SACRIFICE comes not only in war, but is “the virtue that smooths the rough roads over which our societies travel”, the Archbishop of Canterbury said on Wednesday, as he paid tribute to those “unnamed and unclaimed except by God” who are commemorated by the tomb of the Unknown Warrior.
The socially distanced Armistice Day service at Westminster Abbey, marking the centenary to the day of the burial of the Unknown Warrior there, started at 10.30 a.m. on Wednesday. At 11 a.m. there was two minutes’ silence. Attendance was by invitation only, but the service was streamed live by the BBC.
It was led by the Dean of Westminster, the Very Revd Dr David Hoyle, and Archbishop Welby preached. Among the congregation were the Prince of Wales and the Duchess of Cornwall.
Archbishop Welby said: “We pay tribute to the men and women who died on so many battlefields, unnamed and unclaimed except by God.
“Sacrifice not only comes in times of war. . . It is the virtue that smooths the rough roads over which our societies travel. This year people have put aside all they hold dear. We may not know what they have suffered or given up. They may be anonymous, but their actions are glorious.

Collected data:
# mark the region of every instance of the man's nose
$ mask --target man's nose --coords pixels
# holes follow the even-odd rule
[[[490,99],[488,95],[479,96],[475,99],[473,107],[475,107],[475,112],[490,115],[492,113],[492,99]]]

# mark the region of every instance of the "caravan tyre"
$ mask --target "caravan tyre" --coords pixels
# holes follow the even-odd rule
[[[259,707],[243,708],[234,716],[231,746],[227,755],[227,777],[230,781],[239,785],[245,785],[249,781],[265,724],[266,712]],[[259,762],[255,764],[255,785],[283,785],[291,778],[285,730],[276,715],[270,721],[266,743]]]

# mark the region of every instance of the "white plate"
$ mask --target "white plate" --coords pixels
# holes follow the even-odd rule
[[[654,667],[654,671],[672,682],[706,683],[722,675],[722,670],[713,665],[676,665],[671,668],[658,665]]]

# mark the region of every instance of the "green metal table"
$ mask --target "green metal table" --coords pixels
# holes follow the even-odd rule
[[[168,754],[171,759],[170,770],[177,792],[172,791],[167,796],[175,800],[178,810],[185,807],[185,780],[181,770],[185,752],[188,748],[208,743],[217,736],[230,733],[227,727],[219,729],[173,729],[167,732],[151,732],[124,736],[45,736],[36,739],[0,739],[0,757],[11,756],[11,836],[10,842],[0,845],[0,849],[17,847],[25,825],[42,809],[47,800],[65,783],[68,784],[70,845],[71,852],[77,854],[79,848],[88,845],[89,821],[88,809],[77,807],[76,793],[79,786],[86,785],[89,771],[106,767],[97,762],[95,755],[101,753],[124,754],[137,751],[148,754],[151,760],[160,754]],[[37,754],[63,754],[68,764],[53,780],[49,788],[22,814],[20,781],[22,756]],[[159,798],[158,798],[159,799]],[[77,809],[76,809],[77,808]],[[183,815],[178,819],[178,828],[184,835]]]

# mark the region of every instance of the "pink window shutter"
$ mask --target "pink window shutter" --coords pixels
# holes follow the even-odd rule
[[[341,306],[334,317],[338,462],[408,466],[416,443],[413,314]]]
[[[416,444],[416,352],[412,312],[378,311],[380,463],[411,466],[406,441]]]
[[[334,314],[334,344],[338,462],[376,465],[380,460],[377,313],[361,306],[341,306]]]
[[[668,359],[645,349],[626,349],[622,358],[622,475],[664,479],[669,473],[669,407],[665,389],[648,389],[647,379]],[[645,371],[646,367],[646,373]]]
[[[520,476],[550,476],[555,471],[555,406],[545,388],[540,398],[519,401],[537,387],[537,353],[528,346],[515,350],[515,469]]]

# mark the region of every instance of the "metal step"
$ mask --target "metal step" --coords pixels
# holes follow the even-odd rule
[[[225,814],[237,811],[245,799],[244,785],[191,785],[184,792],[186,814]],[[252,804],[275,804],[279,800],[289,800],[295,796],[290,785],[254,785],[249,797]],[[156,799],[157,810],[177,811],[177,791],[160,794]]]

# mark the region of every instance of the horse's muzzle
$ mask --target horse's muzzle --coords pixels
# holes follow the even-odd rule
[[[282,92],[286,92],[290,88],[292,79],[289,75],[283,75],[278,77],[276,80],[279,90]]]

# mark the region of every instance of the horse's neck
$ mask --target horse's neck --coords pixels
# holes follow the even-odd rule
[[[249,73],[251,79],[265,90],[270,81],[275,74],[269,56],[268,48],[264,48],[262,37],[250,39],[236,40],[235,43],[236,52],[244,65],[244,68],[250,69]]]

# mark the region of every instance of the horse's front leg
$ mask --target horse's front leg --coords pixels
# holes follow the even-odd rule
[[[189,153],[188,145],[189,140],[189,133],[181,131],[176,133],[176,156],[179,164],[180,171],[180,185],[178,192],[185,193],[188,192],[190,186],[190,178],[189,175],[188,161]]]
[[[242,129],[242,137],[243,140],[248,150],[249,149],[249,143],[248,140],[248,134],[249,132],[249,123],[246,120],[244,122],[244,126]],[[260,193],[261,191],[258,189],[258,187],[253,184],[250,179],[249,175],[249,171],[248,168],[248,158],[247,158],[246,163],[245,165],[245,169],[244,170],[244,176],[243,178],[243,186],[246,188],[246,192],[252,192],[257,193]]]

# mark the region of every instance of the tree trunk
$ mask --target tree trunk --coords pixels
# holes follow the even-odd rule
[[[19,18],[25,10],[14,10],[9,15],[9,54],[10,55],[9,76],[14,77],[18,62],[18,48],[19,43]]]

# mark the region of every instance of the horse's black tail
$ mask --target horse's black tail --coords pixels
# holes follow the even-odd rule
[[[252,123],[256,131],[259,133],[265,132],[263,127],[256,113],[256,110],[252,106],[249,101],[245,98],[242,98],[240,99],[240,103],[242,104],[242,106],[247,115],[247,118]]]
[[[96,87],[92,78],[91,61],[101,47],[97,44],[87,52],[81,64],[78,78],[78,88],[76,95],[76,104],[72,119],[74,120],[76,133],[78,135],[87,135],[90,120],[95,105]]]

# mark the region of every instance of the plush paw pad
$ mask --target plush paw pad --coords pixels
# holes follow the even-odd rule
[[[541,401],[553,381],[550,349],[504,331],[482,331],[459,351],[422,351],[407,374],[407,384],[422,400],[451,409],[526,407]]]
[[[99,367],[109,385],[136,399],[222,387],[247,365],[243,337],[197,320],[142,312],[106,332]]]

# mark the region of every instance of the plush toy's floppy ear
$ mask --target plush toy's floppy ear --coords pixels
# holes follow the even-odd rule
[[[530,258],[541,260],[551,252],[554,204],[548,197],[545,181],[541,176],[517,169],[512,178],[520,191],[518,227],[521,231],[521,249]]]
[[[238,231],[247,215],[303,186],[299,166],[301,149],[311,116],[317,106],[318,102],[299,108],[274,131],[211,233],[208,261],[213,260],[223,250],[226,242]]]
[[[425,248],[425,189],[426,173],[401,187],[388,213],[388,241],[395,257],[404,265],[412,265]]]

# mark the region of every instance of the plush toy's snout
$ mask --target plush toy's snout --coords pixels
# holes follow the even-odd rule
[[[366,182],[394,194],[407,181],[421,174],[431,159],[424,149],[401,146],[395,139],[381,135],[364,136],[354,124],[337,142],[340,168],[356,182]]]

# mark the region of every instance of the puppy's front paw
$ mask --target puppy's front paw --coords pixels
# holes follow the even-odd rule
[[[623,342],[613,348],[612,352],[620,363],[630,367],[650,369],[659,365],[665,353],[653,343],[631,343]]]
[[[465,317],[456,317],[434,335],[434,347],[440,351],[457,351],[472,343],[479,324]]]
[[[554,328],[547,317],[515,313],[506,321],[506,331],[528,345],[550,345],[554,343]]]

■ What to do ■
Answer these questions about the article on the Westminster Abbey Armistice Day service:
(a) At what time was the two minutes' silence held?
(b) Who led the service?
(c) According to the Archbishop, what have people put aside this year?
Use only the text to answer.

■ Worked solution ■
(a) At 11 a.m.
(b) The Dean of Westminster, the Very Revd Dr David Hoyle.
(c) All they hold dear.